Each entry below should be restated word for word, without any picture it contains.

(Natural language region descriptions)
::::::::

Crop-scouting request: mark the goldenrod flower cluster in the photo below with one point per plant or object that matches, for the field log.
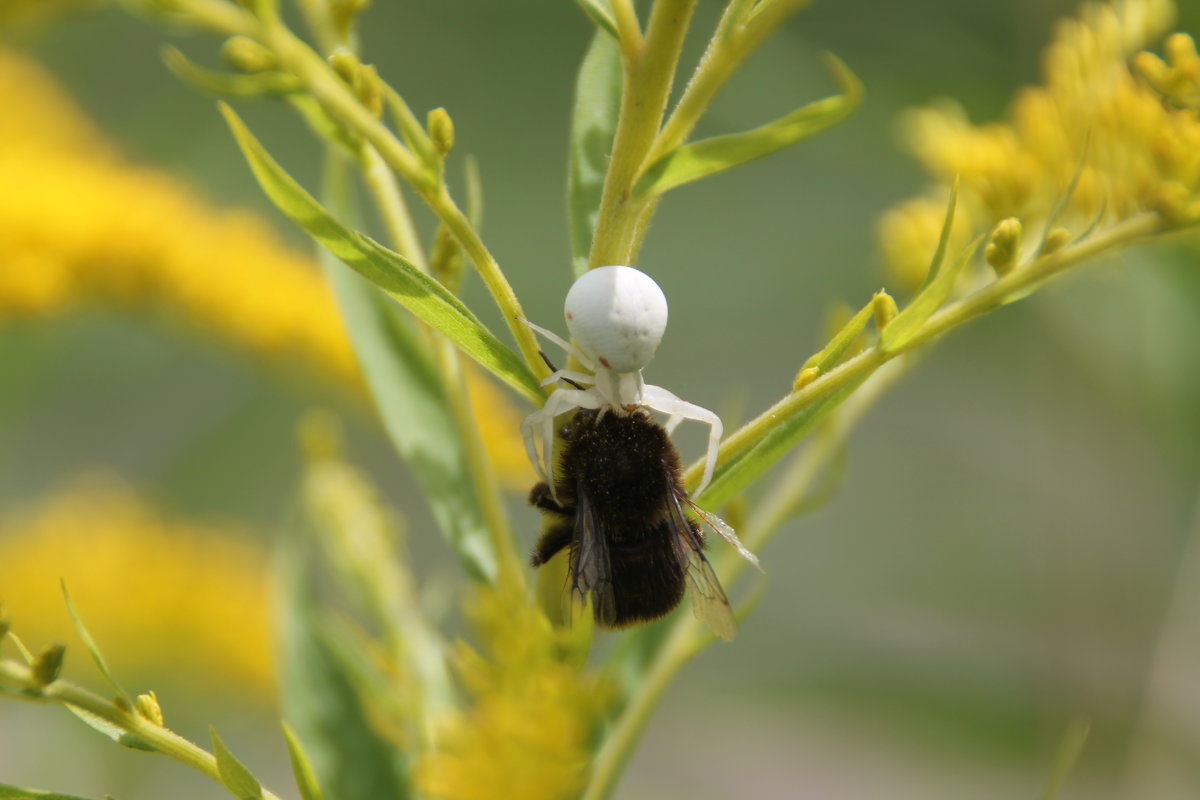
(1128, 133)
(82, 224)
(29, 12)
(533, 710)
(161, 596)
(79, 223)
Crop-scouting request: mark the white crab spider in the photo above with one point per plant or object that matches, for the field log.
(617, 314)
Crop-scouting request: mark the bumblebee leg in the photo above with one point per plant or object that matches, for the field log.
(540, 497)
(552, 541)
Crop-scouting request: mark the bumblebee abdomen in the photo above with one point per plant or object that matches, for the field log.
(647, 582)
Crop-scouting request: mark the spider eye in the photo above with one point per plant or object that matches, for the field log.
(618, 316)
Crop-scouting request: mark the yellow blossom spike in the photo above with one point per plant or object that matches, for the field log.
(193, 602)
(885, 310)
(1003, 246)
(441, 128)
(70, 239)
(247, 55)
(148, 708)
(1056, 240)
(48, 665)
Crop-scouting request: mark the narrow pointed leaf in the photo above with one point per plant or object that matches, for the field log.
(409, 398)
(943, 238)
(831, 355)
(1069, 750)
(301, 768)
(906, 324)
(234, 775)
(403, 282)
(412, 403)
(226, 84)
(117, 734)
(690, 162)
(13, 793)
(323, 702)
(599, 14)
(593, 127)
(93, 648)
(738, 474)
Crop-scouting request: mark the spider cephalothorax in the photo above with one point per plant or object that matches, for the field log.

::::::::

# SOLUTION:
Crop-scouting request: mark the goldenrod flower cluster in the photo below with one point per plant or object that matches, for the field log.
(1128, 133)
(82, 224)
(29, 12)
(533, 710)
(161, 596)
(79, 223)
Crop-scouting request: mark the white crab spider in the photo above with one point per plant or object that matches, for the field log.
(617, 314)
Crop-scouting request: mark the bumblebee leg in the photo above with one point per plant or object that matches, for the field log.
(540, 497)
(552, 541)
Crop-scouting request: mark the bumblebee abdomen in the photo above with one point per plant or object that matches, for the field log.
(647, 582)
Crop-scouting request: mark the spider eye in the photo above with one point per plant or object that matches, for the field log.
(618, 316)
Crop-scouting request: mark the yellow blossom spike in the photo above with one point per plant or object that matches, for the field log.
(193, 602)
(885, 310)
(1003, 246)
(441, 128)
(70, 239)
(247, 55)
(148, 708)
(1056, 240)
(48, 665)
Crop-scouting request: mark the narrow pointed leaf in the photo above with one point per plant or object that matches, for the field log.
(409, 398)
(943, 238)
(831, 355)
(1069, 750)
(301, 768)
(906, 324)
(234, 775)
(403, 282)
(412, 403)
(226, 84)
(117, 734)
(690, 162)
(13, 793)
(323, 702)
(599, 14)
(593, 127)
(93, 648)
(738, 474)
Crop-scouting request: mark the spider cephalothorax in the photo above with one point per plant or object that matches, for the field log.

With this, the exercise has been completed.